Chronicling Family History

Great Great Aunt Mary


If you’re lucky enough to have a family association or members of your family who have kept archives and records, you will be able to dig up stories about many generations past. The following is based on information I found in a book written about my Parsons Family, on a narrative written by my Great Aunt Martha about her childhood, a journal kept by my Great Aunt Marion, and on the many stories about the “Olden Days” told to me as a child by my Grandmother and her two sisters, Marion and Martha. Perhaps this will inspire my readers to write their own, either for publication or for your great, great, great grandchildren. They will be grateful if you do.


Dateline: Worthington, Massachusetts, January 25, 1865, my Great, Great, Great Grandfather, Maurice Parsons, wrote: “My first nine children have all except one been teachers of primary schools, and I believe very successful in their occupation.” His Great Granddaughter and my Great Aunt, Marion Parsons, upheld the Parsons tradition in the years to come, turning a hen house in her father’s cherry orchard into one of the highest-ranking schools in New York State. (I would write a book about this 150 years after Maurice wrote those words and call it The Brass Bell.)

At the time Maurice Parsons wrote the letter, his eldest son, Edwin (my great, great grandfather) had left Worthington for Syracuse, New York, where he taught school for a while before taking up farming full-time. Having saved his money, he was able to purchase property and marry his love, Julia Armstrong, in September, 1846. They had six children, and as these children came of age, the farm grew in size. Their sons had inherited their father’s love for making a living off the land. Their eldest daughter, Mary Amelia, married James Schuyler Jerome, a cousin of Jenny Jerome who had left the country for England where she married Lord Churchill. They had a son named Winston.

In the spring of 1890, my Great Grandfather, Willis Parsons, the youngest of Edwin and Julia’s sons purchased a sixty-some acre farm just up the road from the family farm. The road back then was a dirt turnpike connecting Eastern and Western New York State. Over time, Willis added another 138 acres to his holdings and became one of the most respected fruit growers in the state. All along the Turnpike there were the farms of cousins, aunts and uncles, sisters and brothers, creating a widespread community of Parsons and Jerome relations. Though Willis dedicated his life to farming, serving as long-time President of the New York State Fruit Growers Association, the family regard for the importance of education was intact.

Children and grandchildren—including Willis’s three daughters, Grace, Marion, and Martha—attended school every day, in blizzard or sticky heat, at a small one-room schoolhouse donated by cousin Guy Parsons. Though the school eventually became part of the local public school system, the day came when the old school could no longer hold the children or keep them warm during the frigid winters. Several of the Parsons and Jerome families opened their parlors for classes. When the Parsons girls finished school, Willis Parsons insisted his daughters attend college, become teachers.

## Data

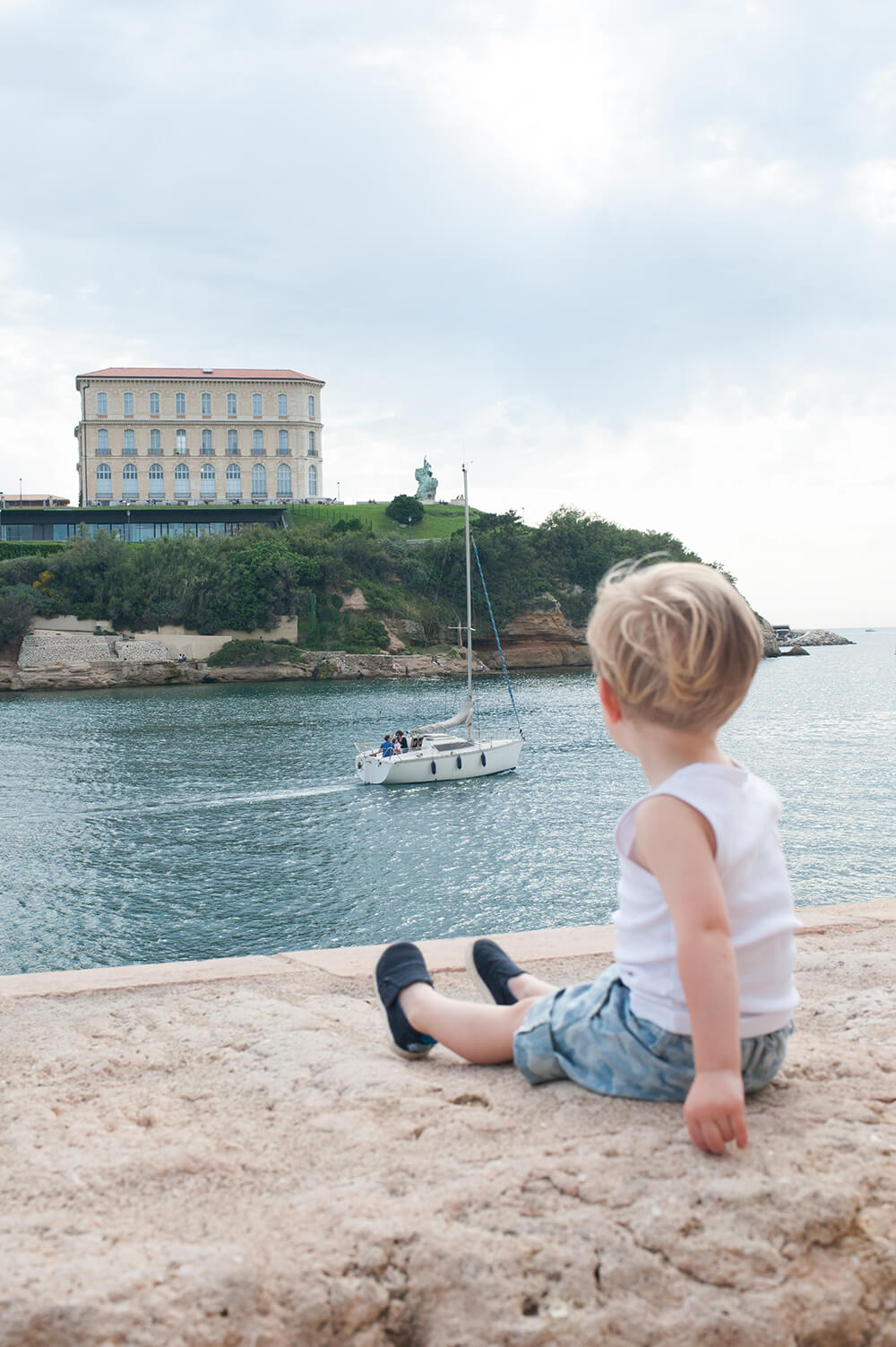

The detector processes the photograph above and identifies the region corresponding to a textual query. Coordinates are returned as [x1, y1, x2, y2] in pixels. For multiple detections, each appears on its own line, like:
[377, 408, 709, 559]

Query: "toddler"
[376, 562, 799, 1153]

## What to work on
- a) Answer each of the following from the family history, one answer per line, marked the same way:
(i) In what month and year did Edwin Parsons marry Julia Armstrong?
(ii) How many acres did Willis Parsons add to his first farm over time?
(iii) Who donated the one-room schoolhouse that Willis's daughters attended?
- b) According to the family history, why did several of the Parsons and Jerome families open their parlors for classes? Answer in one to three sentences.
- c) Pick up the family history after its final sentence and extend it.

## Replies
- a)
(i) September 1846
(ii) 138 acres
(iii) Cousin Guy Parsons

- b) The old one-room schoolhouse could no longer hold all the children. It also could not keep them warm during the frigid winters, so classes moved into the families' parlors.

- c)
By and by, the people of the farm community that came to be known as Westvale were wise enough to look into the future and see where the industrial revolution was heading. They knew that in order for their children to be successful in the changing world that lie ahead—the two-lane dirt turnpike had been paved and horse drawn buggies were replaced with fancy buggies that motored themselves—only the best of educations would serve their off-spring and save their community.

Marion Parsons returned to Westvale after college and after teaching for a year in a rugged frontier town in Washington State, and people in the community came to her and asked if she would consider starting a new school to serve their growing numbers.

Though she had loved her travels out west—the trip back home on the train through California, her voyage to Catalina Island on a glass-bottom boat—Marion recognized and honored her duty. That summer she approached women who were picking fruit in her father’s orchards and asked if they would help her clean up an old chicken coop near the cherry orchard

A local judge and an attorney joined Willis and other members of the extended family to form a school board. They helped raise money, donated property, and lay the legal and financial groundwork for what would become the Cherry Road School. On its first day of school, Marion was presented with the brass bell from the old schoolhouse. Tears sprung to her eyes as she held the bell whose resounding clang had once signaled her and her sisters, cousins and friends to the long wooden benches in a tiny one-room school. As she raised the bell for the first time, she could not have imagined that nearly 100 years later, Cherry Road School would be the alma mater of thousands who would remember her fondly as Miss Parsons, their first and greatest hero.

If you would like to purchase a copy of The Brass Bell, it’s available through Sahalie Publishing:

Wednesday, February 4, 2015

Mining Your Family Stories



When I was researching and writing The Brass Bell, my richest and most interesting stories about the “Olden Days” came from those who are still alive and willing to share what exists only in their memories. I talked to cousins, aunts, uncles, neighbors, and friends of the family.



Here is a sampling of the precious and fertile stories that contributed to the narrative non-fiction account of my great aunt, my family, and the community in which they lived ordinary extraordinary lives:



“My father, Uncle Bob and Aunt Sara were all sent home from school one day because they smelled of skunk. Seems that the muskrat trap line that they had out had caught a skunk instead of a muskrat and the kids got sprayed when checking the line before school. My grandmother got the kids clean up and soaked in tomato juice, but they couldn’t return to school until the next day.”



“I was born and grew up on my family’s 60-acre farm. On the 10th of September, 1897, a crew came with a steam engine to fill the silo with ensilage….There had been a long, dry spell, so when the steam engine blew up for lack of water, the flames shot into the hay-filled barn; the fire spread rapidly. Soon the house caught fire, and in about half an hour both buildings burned to the ground. The County Fair was being held that day, and many people on their way to it hitched their horses to the roadside fences and rushed to help. There were no volunteer fire companies, no telephones to summon them had they existed; no water except what was pumped from the well by hand, or had accumulated in cisterns from rain running off the roofs.”



“My Uncle Ned delivered milk out of his car during the early days of his dairy farm. It was a 1930s Studebaker. Aunt Betty’s sister used to walk to the farm to get raw milk in a container. She tells about drinking the whole milk and the wonderful taste compared to pasteurized. Then they had a milk wagon and horse. Folks wanted it delivered by breakfast and they would be up long before sunrise. The milk was kept in the milkhouse at the farm.”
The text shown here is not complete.